## Task directions
Return the following lines verbatim, keeping every character unchanged.
================
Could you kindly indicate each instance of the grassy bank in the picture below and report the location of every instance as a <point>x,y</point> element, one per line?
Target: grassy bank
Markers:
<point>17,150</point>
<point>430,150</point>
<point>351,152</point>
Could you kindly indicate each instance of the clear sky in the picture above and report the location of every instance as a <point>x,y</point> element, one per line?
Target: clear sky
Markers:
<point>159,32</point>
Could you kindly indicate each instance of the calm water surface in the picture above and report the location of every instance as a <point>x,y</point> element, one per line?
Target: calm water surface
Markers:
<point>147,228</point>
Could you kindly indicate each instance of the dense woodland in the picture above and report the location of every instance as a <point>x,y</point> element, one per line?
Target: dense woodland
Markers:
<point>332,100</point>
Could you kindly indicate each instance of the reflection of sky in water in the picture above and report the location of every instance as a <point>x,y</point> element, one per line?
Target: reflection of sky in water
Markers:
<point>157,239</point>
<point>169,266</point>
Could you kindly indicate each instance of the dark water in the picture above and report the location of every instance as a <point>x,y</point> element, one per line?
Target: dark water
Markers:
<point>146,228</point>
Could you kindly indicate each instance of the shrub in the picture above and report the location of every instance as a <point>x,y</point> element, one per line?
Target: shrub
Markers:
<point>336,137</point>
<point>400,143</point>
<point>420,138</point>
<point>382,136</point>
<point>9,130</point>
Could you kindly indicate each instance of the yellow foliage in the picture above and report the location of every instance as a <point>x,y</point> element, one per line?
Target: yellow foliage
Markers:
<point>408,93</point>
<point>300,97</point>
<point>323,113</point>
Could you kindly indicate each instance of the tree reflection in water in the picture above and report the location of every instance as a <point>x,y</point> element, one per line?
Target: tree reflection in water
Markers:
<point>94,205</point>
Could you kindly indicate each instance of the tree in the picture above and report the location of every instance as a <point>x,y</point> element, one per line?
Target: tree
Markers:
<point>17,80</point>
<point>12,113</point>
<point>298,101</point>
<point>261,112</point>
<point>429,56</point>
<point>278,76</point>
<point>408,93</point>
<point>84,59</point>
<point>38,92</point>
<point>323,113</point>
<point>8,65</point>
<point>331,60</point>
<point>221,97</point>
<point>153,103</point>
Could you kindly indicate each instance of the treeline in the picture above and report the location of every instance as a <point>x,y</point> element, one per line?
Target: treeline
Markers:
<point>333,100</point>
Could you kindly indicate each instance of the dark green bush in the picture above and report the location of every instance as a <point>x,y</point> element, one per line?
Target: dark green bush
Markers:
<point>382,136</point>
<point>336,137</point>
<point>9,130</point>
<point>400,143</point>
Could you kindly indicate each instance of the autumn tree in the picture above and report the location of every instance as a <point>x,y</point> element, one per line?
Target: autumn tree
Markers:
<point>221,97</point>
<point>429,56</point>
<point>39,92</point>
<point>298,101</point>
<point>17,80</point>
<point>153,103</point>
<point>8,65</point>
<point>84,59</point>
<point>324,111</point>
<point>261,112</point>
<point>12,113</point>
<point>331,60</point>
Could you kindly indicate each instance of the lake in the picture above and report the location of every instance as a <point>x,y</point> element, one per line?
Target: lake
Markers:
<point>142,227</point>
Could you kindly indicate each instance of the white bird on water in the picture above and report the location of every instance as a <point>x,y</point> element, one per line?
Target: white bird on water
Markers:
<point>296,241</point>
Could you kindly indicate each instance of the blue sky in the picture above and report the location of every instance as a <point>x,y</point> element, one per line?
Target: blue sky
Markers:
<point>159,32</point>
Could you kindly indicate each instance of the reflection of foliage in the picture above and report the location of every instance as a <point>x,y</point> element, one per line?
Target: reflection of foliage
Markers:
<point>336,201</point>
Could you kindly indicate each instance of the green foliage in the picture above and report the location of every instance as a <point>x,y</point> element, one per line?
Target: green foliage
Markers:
================
## Written solution
Could you kindly indicate each instance of the grassy bank in the picture below and report the location of every instance as a <point>x,y</point> element, one per line?
Target: grassy bank
Markers:
<point>17,150</point>
<point>430,150</point>
<point>351,152</point>
Could you kindly indicate each instance of the clear sky in the picture above and report the location of every instance as a <point>x,y</point> element, one per line?
Target: clear sky
Markers:
<point>159,32</point>
Could you kindly indicate each instance of the calm water surface in the picture above and report the location of every instance as a <point>x,y</point> element, one per line?
Target: calm water surface
Markers:
<point>147,228</point>
Could you kindly indicate each instance of the dense woodland in the picture above and report the location of every instance as a <point>x,y</point> element, one per line?
Target: dense woodland
Markers:
<point>332,100</point>
Could you kindly indicate each instance of the reflection of sky in water in the picture above and report the location of every instance as a <point>x,y</point> element, one per line?
Target: reflection of sky in water
Markers:
<point>157,239</point>
<point>169,266</point>
Could you kindly indicate each instance of the dark water in the picture above and report the location of every instance as a <point>x,y</point> element, one per line?
Target: dark water
Markers:
<point>146,228</point>
Could you kindly indicate each instance of the shrub in the picture above and report the location of every instance as a <point>x,y</point> element, one per line?
Target: shrub
Markers:
<point>336,137</point>
<point>400,143</point>
<point>420,138</point>
<point>382,136</point>
<point>9,130</point>
Could you kindly indicate each instance of the yellow foliage in the picture above and report the location of every instance as a <point>x,y</point> element, one per line?
Target: yellow foliage
Markers:
<point>408,93</point>
<point>300,97</point>
<point>323,113</point>
Could you kindly indicate each instance of the tree reflection in water in the picture above and report the location of every instance as a <point>x,y</point> element, one per line?
Target: tree reflection in water
Markers:
<point>94,205</point>
Could you kindly indicate each instance of the tree in the picture above and report the location of every instance as a <point>x,y</point> element, one per line?
Target: tree
Markers:
<point>17,80</point>
<point>12,113</point>
<point>298,101</point>
<point>261,112</point>
<point>429,56</point>
<point>278,76</point>
<point>408,93</point>
<point>84,59</point>
<point>38,92</point>
<point>323,113</point>
<point>8,65</point>
<point>331,60</point>
<point>221,97</point>
<point>153,103</point>
Could you kindly indicate each instance of the treeline in the picture above and report the location of every instance as a <point>x,y</point> element, one per line?
Target: treeline
Markers:
<point>333,100</point>
Could you kindly indicate each instance of the dark green bush in the picture above and report the location of every instance as a <point>x,y</point> element, one per line?
Target: dark green bush
Markers:
<point>382,136</point>
<point>336,137</point>
<point>9,130</point>
<point>400,143</point>
Could you kindly indicate each instance of the autumn tree in the picture above and report the location of every instance as a <point>x,y</point> element, one per line?
Target: autumn tree
Markers:
<point>221,97</point>
<point>429,56</point>
<point>39,92</point>
<point>298,101</point>
<point>17,80</point>
<point>153,103</point>
<point>8,65</point>
<point>84,59</point>
<point>324,111</point>
<point>261,112</point>
<point>12,113</point>
<point>331,60</point>
Could you kindly indicate each instance of the lake in the picture above and report the location of every instance as a <point>x,y</point> element, one per line?
Target: lake
Markers:
<point>142,227</point>
Could you kindly indicate each instance of the white bird on water in the picture above and report the location of every instance as a <point>x,y</point> element, one per line?
Target: white bird on water
Markers:
<point>296,241</point>
Could you kindly indicate each instance of the blue sky in the picture above and report the location of every instance as a <point>x,y</point> element, one per line?
Target: blue sky
Markers:
<point>159,32</point>
Could you kindly indicate each instance of the reflection of foliage in the picture above and report the location of every instance as a <point>x,y</point> element, one per line?
Target: reflection of foliage
Markers:
<point>336,201</point>
Could you kindly indicate each instance of the green foliage in the picture above and report the location of every instance as a <point>x,y</point> element, one per line?
Target: green foliage
Markers:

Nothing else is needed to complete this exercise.